▶ [Passage for review]:
Coronavirus live blog, Nov. 12, 2020: Illinois sets more records with 12,702 new COVID-19 cases; ‘Stay home as much as possible’

Here’s Thursday’s news on how COVID-19 is impacting Chicago and Illinois.

SHARE Coronavirus live blog, Nov. 12, 2020: Illinois sets more records with 12,702 new COVID-19 cases; ‘Stay home as much as possible’

Illinois may be headed back indoors if the state is unable to control the coronavirus outbreak sweeping through nearly every corner.

Here’s what happened today in coronavirus-related news.


News

8:50 p.m. Illinois sets more records with 12,702 new COVID-19 cases; ‘Stay home as much as possible’

People get tested for COVID-19 at the drive-thru testing site at Maria Saucedo Scholastic Academy in Little Village in October 2020.

Ashlee Rezin Garcia/Sun-Times file photo

Coronavirus records kept falling in Illinois Thursday as public health officials announced 12,702 more people have tested positive while hospitals across the state remain packed with the most COVID-19 patients they’ve ever seen.

The latest cases — which set a record tally for the third straight day along with most other surging Midwest states — were detected among 100,617 tests, raising Illinois’ seven-day average testing positivity rate to 12.6%.

That suggests the virus is spreading twice as fast as it was less than three weeks ago, and almost four times as fast as it was at the beginning of October.

The Illinois Department of Public Health also announced 43 more deaths attributed to the virus, raising the state’s pandemic death toll to 10,477. The latest victims included 16 Chicago-area residents.

Wednesday’s death count of 145 was the highest in a day since the end of May.

▶ [Work item]:
Answer these questions using the Nov. 12, 2020 coronavirus live blog:
1. Among how many tests were Thursday's 12,702 new cases detected?
2. What did the 43 newly announced deaths raise the state's pandemic death toll to?
3. What was Wednesday's death count?

Image-based pointing data

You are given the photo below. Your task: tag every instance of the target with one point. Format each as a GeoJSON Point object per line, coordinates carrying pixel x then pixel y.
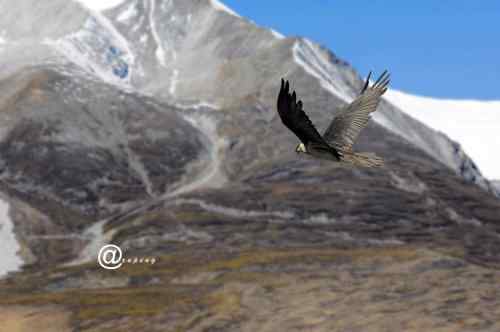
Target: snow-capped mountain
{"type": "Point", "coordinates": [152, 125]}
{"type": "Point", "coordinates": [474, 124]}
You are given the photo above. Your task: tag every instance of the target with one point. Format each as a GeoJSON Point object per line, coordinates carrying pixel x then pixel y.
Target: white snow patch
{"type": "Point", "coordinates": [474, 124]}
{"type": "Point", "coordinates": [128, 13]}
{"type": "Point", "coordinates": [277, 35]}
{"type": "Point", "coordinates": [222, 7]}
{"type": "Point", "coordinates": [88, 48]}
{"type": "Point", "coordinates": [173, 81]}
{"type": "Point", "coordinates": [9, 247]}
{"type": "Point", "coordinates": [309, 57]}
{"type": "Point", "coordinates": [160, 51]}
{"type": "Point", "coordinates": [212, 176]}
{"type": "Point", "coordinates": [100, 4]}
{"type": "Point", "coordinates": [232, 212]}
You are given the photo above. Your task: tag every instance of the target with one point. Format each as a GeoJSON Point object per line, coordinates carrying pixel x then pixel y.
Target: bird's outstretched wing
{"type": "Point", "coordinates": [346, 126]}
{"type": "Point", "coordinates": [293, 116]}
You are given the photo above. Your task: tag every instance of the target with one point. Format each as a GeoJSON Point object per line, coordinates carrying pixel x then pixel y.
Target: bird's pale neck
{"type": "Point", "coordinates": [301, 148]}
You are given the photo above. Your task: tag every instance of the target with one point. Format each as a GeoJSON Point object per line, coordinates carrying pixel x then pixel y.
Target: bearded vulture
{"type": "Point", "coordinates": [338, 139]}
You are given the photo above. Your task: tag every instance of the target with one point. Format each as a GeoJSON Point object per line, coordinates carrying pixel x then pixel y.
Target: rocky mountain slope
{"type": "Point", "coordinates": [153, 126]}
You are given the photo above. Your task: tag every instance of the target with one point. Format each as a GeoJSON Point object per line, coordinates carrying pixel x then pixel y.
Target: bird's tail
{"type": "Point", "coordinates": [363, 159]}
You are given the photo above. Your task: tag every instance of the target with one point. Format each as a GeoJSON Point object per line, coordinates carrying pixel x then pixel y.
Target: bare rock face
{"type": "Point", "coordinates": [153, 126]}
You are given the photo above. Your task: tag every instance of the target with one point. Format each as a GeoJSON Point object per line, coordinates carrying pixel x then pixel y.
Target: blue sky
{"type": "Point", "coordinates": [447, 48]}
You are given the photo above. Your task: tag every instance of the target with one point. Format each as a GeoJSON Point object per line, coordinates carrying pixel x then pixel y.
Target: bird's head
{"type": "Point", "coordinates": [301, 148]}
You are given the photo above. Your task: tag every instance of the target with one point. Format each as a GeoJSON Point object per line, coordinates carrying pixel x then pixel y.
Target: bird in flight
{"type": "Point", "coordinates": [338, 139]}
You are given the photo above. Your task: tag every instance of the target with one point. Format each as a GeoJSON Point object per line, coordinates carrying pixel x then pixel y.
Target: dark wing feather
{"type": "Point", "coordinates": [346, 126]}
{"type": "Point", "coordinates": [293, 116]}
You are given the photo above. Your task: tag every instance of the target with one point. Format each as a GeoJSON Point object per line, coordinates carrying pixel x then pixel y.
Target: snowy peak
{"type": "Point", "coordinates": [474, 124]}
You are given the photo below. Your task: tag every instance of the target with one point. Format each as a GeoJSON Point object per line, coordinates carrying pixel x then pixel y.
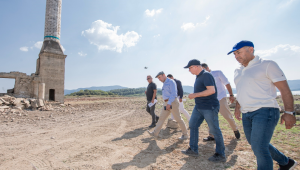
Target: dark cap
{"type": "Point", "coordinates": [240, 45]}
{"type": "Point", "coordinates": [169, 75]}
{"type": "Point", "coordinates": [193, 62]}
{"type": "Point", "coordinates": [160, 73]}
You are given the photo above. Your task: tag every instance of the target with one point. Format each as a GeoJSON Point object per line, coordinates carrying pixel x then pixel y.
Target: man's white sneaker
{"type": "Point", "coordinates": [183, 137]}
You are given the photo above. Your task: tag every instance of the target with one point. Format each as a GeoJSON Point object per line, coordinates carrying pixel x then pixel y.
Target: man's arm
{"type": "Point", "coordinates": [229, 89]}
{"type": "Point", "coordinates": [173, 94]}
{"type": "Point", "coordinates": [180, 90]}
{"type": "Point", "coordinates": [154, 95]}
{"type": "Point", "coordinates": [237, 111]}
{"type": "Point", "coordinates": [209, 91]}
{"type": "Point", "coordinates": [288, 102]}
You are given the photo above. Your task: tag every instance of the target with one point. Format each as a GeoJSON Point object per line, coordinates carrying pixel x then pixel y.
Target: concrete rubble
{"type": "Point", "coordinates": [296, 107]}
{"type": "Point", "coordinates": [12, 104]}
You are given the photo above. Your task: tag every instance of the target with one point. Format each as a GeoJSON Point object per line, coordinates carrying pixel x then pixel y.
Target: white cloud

▶ [Worked solution]:
1. 100,617
2. 10,477
3. 145